> [What is being asked]
Using the entries below, output each line exactly from the first through the one that contains "column 62, row 123".

%%

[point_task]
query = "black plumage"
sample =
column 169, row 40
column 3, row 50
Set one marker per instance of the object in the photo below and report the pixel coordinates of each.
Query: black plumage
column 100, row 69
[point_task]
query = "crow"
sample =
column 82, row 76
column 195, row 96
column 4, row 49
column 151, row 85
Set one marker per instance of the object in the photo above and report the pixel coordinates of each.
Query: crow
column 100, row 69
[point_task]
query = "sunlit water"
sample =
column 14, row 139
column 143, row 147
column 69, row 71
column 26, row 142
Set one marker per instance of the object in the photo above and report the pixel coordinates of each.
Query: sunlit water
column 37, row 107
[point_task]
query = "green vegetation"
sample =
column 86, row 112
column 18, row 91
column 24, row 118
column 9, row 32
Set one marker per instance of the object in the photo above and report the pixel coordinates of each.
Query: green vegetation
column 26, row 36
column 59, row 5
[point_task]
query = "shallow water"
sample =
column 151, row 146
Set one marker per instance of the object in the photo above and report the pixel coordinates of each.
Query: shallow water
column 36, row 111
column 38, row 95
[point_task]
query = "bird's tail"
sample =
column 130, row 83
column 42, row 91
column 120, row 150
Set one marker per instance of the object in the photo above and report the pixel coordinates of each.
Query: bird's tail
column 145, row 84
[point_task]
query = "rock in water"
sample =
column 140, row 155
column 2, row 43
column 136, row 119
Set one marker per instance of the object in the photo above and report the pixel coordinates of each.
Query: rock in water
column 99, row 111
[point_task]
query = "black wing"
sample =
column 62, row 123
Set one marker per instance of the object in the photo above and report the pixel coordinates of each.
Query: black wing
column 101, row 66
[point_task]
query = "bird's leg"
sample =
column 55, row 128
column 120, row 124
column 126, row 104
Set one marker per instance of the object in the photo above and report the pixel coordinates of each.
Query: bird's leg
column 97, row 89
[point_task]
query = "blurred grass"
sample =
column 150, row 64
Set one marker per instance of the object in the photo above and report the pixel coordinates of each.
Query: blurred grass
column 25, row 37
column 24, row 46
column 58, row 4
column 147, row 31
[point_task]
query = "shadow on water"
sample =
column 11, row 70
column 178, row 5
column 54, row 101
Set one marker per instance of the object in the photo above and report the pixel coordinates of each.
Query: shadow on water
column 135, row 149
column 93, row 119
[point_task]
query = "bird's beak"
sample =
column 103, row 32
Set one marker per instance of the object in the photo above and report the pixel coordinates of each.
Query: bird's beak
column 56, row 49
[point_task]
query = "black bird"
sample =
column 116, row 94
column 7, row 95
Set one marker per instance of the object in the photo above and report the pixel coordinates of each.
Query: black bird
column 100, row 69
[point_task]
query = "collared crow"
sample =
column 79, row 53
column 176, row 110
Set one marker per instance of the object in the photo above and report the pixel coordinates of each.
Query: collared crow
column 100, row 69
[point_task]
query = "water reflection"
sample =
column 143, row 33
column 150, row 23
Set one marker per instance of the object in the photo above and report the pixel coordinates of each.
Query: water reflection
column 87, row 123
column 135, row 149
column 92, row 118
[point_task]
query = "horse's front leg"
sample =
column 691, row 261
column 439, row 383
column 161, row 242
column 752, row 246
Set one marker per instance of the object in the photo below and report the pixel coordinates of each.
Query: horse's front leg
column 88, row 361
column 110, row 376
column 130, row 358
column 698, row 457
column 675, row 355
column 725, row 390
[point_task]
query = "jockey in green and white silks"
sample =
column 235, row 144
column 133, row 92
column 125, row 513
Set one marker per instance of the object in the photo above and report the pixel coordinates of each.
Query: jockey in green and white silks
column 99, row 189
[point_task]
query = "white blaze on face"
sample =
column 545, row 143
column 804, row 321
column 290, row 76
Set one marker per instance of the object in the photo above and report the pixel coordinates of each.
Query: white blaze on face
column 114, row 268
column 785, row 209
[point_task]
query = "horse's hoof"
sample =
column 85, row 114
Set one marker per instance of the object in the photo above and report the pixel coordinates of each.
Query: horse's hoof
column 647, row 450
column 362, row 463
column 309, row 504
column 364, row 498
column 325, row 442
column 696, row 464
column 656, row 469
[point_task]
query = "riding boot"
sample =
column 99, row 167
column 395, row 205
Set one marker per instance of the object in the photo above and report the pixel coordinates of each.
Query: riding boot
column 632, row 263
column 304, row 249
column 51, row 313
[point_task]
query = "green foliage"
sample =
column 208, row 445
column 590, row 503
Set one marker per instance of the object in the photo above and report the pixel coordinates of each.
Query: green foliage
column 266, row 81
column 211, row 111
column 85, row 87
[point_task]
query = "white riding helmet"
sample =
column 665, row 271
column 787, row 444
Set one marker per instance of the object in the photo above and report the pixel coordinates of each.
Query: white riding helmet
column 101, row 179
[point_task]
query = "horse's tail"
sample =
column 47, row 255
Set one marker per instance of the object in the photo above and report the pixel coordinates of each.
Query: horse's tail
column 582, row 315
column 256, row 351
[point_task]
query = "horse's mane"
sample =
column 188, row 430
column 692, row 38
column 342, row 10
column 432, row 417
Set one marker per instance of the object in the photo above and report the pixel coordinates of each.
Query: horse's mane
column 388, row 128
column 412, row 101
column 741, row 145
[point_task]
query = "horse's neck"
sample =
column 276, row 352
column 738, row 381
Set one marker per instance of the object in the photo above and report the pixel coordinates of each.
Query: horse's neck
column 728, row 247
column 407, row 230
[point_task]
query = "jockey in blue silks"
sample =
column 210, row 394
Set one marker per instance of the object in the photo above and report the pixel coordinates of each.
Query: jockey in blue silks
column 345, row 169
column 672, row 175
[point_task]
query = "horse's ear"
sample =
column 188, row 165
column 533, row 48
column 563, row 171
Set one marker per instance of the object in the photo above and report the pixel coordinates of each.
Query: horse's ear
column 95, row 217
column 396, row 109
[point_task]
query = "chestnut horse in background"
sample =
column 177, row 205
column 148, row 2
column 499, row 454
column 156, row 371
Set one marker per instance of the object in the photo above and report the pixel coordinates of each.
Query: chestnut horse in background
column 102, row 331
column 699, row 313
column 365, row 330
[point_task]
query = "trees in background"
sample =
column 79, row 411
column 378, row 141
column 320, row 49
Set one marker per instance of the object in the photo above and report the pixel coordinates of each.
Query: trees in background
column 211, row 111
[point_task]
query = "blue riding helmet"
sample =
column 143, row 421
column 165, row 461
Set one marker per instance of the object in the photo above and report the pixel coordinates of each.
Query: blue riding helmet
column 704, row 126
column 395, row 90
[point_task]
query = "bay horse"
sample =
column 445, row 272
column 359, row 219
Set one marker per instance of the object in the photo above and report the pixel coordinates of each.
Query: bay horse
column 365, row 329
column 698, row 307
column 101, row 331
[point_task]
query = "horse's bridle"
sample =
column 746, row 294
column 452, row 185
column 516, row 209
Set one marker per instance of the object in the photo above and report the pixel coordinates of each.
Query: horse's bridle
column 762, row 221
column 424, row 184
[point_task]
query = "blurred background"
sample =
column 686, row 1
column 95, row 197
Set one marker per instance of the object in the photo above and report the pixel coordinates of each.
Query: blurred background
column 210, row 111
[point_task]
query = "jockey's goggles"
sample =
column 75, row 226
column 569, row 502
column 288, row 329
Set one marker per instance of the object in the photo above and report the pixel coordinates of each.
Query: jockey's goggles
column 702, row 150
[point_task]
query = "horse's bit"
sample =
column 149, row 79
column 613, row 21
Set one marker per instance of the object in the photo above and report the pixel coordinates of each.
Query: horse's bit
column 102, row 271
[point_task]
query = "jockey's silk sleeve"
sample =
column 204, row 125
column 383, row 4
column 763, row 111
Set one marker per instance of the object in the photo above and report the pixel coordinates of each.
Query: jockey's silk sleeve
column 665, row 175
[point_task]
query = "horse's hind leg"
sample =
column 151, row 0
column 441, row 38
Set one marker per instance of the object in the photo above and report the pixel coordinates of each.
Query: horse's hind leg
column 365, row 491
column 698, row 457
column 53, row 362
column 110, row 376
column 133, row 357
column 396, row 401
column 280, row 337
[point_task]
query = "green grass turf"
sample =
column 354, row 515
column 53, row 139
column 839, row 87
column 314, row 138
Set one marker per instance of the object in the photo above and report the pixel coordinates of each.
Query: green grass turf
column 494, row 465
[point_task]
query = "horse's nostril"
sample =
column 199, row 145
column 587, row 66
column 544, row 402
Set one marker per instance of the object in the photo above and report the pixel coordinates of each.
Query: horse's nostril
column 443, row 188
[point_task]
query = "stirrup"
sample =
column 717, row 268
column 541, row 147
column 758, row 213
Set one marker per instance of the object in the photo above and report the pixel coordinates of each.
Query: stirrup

%%

> [Written reply]
[point_task]
query = "black plumage"
sample =
column 169, row 40
column 3, row 50
Set one marker per instance of the object in the photo below and report the pixel coordinates of each.
Query: black plumage
column 100, row 69
[point_task]
query = "crow"
sample =
column 82, row 76
column 195, row 96
column 4, row 49
column 151, row 85
Set one marker per instance of the object in the photo above and report the pixel coordinates of each.
Query: crow
column 100, row 69
[point_task]
query = "sunlit water"
sample =
column 14, row 139
column 143, row 147
column 69, row 71
column 26, row 142
Set one marker per instance of the object in the photo above and report the pixel coordinates of each.
Query: sunlit water
column 37, row 107
[point_task]
query = "green vegetation"
sample =
column 86, row 112
column 18, row 91
column 24, row 118
column 9, row 32
Set one marker per instance of the object in the photo above and report the pixel coordinates of each.
Query: green vegetation
column 26, row 36
column 59, row 5
[point_task]
query = "shallow water"
sample =
column 151, row 146
Set one marker per instance of the object in the photo above and report the pixel coordinates of each.
Query: shallow water
column 36, row 111
column 38, row 95
[point_task]
query = "bird's tail"
sample =
column 130, row 83
column 42, row 91
column 120, row 150
Set one marker per instance of the object in the photo above and report the pixel coordinates of each.
Query: bird's tail
column 145, row 84
[point_task]
query = "rock in water"
sample =
column 140, row 155
column 2, row 43
column 136, row 119
Set one marker per instance of the object in the photo above and report the pixel coordinates of each.
Query: rock in water
column 99, row 111
[point_task]
query = "black wing"
sample =
column 62, row 123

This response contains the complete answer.